* PROBLEM SET *
1 - Can you sum up the 1978 Northern Iowa Panthers football text in two sentences?
2 - Could you print the 1978 Northern Iowa Panthers football text word for word, from "- Conference: Association" up to and including "Remmert (8th season)"?

* SUPPLIED TEXT *
- - - - -

- Conference: Association of Mid-Continent Universities
- Record: 2–9 (0–5 Mid-Cont)
- Head coach: Stan Sheriff (19th season);
- Defensive coordinator: Dennis Remmert (8th season)
- Home stadium: UNI-Dome

= 1978 Northern Iowa Panthers football team =

American college football season

The 1978 Northern Iowa Panthers football team represented the University of Northern Iowa during the 1978 NCAA Division II football season as a member of the Association of Mid-Continent Universities. Led by 19th-year head coach Stan Sheriff, the Panthers compiled an overall record of 2–9 and a mark of 0–5 in conference play, placing last out of six teams in the conference.

- - - - -

* SUPPLIED RECORDS *
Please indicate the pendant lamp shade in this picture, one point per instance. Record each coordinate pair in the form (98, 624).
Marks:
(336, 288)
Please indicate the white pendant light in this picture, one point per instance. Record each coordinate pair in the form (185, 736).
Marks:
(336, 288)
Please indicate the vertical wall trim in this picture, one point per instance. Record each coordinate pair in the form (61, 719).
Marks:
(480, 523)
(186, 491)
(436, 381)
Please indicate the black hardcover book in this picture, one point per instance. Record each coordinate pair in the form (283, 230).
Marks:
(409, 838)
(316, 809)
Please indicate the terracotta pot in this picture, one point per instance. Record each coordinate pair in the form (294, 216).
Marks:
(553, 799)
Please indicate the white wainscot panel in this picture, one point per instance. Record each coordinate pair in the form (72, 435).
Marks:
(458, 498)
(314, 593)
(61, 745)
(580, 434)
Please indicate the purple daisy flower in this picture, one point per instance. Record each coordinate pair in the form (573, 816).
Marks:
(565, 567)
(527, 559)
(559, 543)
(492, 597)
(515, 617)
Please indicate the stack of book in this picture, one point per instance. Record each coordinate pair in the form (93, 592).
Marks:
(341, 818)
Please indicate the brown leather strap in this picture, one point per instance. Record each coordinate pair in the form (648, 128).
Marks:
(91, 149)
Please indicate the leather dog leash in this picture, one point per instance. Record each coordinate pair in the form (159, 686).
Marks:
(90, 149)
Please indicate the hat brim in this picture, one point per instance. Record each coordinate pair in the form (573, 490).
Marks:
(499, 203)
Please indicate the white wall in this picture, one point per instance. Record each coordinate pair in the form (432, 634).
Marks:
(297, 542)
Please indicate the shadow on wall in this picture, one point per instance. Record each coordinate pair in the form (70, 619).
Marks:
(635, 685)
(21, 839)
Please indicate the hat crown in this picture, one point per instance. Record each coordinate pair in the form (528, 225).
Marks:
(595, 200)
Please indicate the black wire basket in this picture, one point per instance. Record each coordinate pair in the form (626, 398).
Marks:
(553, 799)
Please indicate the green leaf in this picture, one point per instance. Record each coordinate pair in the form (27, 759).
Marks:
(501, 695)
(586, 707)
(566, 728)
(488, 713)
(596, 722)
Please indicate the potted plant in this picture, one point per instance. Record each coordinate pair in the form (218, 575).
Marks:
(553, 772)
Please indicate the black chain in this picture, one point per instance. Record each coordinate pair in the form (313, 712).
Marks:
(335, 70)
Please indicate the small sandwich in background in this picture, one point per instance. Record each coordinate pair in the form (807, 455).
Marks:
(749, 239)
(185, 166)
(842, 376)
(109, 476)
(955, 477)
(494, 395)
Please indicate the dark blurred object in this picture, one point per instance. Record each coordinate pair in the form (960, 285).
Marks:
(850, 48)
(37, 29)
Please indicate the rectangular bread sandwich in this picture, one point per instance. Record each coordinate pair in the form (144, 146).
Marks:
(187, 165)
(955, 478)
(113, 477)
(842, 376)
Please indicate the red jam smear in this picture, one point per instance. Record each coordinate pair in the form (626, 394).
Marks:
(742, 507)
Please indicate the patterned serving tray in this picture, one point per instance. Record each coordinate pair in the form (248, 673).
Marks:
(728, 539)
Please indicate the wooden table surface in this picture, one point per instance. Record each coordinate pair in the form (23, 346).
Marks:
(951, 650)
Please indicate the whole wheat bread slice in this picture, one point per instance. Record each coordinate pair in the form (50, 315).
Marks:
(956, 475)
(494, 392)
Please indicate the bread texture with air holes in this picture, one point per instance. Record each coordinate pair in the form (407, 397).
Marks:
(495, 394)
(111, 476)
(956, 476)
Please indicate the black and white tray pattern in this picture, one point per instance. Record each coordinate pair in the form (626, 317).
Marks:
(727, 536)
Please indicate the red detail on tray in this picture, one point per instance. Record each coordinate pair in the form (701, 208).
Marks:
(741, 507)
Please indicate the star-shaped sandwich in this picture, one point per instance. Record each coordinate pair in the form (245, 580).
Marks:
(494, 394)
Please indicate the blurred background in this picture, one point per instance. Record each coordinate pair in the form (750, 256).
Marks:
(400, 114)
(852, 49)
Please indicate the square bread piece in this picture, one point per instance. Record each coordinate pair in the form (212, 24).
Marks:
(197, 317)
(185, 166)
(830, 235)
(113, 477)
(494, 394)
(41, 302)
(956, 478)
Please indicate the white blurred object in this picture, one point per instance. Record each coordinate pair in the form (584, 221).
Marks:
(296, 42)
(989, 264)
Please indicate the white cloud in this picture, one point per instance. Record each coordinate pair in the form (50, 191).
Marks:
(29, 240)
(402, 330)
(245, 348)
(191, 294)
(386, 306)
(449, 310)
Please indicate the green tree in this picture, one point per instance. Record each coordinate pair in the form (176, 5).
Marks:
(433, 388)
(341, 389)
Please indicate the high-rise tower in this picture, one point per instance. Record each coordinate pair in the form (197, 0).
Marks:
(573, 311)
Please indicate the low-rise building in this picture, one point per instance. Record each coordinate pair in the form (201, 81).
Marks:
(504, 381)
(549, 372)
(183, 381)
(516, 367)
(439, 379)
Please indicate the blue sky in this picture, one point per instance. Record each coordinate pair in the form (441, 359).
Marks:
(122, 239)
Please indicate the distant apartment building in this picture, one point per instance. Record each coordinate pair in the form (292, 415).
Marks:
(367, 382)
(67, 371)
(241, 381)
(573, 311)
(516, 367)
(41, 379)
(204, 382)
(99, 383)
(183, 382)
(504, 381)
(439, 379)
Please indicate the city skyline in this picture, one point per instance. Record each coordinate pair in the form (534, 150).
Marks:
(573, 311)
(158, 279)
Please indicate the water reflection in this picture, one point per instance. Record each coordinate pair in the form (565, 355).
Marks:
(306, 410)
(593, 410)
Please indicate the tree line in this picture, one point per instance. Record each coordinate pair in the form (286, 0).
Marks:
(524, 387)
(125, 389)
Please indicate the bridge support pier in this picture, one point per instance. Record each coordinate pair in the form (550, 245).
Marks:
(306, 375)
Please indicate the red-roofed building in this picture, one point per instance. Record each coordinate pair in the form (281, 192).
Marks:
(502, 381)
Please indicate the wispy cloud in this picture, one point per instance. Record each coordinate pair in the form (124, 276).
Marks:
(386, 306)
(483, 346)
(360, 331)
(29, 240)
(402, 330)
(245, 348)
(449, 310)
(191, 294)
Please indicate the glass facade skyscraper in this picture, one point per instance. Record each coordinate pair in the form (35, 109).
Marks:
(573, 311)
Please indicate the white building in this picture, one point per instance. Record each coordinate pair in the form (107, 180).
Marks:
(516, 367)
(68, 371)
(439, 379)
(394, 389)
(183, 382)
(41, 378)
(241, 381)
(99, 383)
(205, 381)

- - - - -

* EXPECTED RESPONSES *
1 - The 1978 Northern Iowa Panthers football team represented the University of Northern Iowa in the 1978 NCAA Division II football season as a member of the Association of Mid-Continent Universities. Under 19th-year head coach Stan Sheriff, the Panthers went 2–9 overall and 0–5 in conference play, finishing last of six teams in the conference.

2 -
- Conference: Association of Mid-Continent Universities
- Record: 2–9 (0–5 Mid-Cont)
- Head coach: Stan Sheriff (19th season);
- Defensive coordinator: Dennis Remmert (8th season)